[CHALLENGE] Could you give back the lines from the one with "of the phone" through the end of the records, renaming "phone bezel" to "device frame" and leaving everything else unchanged?

++++++++++++++++++++

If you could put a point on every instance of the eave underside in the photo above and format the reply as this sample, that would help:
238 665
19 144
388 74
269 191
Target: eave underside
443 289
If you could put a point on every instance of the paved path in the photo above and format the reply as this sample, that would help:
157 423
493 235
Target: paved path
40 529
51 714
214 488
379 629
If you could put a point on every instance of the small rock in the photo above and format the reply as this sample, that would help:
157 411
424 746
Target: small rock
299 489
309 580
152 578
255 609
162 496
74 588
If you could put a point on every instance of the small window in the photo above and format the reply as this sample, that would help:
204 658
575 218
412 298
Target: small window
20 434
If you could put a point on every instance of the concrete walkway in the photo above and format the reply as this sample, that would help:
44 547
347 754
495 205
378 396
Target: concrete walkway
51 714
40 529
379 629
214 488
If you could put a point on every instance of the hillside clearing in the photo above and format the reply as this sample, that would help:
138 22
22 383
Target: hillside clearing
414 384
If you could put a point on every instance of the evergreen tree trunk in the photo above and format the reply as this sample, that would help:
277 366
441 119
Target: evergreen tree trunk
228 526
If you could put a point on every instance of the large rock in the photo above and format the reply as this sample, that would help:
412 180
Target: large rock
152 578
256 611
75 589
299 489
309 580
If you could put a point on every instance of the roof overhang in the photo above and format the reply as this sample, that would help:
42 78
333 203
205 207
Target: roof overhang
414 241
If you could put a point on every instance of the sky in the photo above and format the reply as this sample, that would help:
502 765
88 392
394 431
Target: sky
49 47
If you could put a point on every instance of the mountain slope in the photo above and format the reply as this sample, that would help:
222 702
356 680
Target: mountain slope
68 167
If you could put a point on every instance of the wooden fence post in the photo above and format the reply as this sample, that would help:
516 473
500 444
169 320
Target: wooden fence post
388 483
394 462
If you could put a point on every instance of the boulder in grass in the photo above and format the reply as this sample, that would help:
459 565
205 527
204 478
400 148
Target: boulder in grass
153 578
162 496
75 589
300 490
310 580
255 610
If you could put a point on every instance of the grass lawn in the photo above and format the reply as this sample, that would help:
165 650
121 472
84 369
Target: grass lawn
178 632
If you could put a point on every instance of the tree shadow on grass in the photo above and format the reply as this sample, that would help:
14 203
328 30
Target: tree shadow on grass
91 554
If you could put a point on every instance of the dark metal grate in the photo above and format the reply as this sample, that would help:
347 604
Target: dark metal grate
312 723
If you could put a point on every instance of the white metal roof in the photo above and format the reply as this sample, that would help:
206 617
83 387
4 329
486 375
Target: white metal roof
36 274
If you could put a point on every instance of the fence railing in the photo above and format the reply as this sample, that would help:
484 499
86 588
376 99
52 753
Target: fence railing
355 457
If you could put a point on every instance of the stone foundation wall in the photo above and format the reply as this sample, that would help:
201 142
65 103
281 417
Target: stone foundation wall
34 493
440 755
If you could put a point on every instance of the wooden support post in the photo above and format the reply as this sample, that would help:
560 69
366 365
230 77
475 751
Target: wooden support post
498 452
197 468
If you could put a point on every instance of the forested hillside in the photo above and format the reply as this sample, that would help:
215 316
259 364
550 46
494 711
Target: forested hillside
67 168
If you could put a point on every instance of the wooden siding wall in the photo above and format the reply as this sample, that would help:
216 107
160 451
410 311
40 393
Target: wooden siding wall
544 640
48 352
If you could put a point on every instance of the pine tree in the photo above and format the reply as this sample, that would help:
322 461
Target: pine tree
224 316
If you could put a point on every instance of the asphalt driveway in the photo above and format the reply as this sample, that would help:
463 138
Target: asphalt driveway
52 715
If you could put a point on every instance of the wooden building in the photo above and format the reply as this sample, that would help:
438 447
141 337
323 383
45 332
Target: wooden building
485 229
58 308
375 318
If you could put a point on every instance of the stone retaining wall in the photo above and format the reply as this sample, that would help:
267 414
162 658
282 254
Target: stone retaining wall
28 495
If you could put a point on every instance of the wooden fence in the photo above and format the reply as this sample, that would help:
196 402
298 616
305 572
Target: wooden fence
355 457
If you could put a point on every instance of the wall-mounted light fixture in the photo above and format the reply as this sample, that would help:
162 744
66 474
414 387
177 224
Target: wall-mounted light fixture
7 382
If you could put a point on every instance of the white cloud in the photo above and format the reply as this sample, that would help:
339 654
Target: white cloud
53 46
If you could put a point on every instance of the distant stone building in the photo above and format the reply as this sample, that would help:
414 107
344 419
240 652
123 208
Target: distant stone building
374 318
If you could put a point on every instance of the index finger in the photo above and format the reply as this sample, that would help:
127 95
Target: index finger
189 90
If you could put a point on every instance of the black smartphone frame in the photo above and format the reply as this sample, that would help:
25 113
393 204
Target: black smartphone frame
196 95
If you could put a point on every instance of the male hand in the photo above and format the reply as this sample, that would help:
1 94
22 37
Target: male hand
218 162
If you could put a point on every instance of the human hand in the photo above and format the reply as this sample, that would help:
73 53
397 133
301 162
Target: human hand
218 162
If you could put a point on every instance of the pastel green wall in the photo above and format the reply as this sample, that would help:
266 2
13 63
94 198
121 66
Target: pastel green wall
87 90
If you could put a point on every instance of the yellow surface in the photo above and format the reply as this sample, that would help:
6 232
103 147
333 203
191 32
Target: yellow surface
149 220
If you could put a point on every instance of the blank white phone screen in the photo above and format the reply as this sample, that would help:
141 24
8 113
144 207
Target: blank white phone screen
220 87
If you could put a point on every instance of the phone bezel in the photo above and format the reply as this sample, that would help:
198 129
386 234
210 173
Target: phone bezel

++++++++++++++++++++

[PROBLEM SOLUTION]
If you could put a point on every instance of the device frame in the photo above and format the reply as this sample, that would help:
198 129
386 234
210 173
Target: device frame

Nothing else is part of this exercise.